▸ **DATASET EXCERPTS**

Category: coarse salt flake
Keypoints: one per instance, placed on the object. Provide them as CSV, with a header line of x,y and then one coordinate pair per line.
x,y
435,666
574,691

* * *

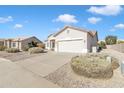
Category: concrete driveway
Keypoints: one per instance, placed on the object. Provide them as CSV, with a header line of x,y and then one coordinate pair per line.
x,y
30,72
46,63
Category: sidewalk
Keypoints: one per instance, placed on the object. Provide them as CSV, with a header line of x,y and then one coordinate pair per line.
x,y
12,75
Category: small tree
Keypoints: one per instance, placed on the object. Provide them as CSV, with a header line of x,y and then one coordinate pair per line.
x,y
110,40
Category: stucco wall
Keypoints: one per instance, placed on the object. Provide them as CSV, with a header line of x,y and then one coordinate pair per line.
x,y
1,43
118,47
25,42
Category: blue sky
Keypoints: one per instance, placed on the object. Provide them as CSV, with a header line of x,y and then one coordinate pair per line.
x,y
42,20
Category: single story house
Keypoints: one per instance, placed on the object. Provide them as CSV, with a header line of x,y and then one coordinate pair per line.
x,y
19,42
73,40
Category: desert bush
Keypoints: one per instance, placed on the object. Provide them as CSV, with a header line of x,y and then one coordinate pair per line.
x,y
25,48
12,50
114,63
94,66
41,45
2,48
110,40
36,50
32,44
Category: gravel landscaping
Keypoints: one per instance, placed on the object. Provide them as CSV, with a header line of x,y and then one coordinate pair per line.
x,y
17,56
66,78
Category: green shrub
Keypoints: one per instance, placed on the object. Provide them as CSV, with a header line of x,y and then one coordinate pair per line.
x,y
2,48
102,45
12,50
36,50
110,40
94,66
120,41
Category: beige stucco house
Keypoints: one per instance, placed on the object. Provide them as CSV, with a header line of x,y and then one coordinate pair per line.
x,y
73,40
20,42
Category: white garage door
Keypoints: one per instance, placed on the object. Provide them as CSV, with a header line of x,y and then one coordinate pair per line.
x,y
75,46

▸ **WHAT YOU NEED TO DO**
Could you find each line in the entries that contains the string "Category" and copy it?

▸ **WRITTEN SOLUTION**
Category: coarse salt flake
Category: concrete driveway
Category: sidewalk
Category: small tree
Category: stucco wall
Category: blue sky
Category: single story house
Category: desert bush
Category: gravel landscaping
Category: green shrub
Category: beige stucco house
Category: white garage door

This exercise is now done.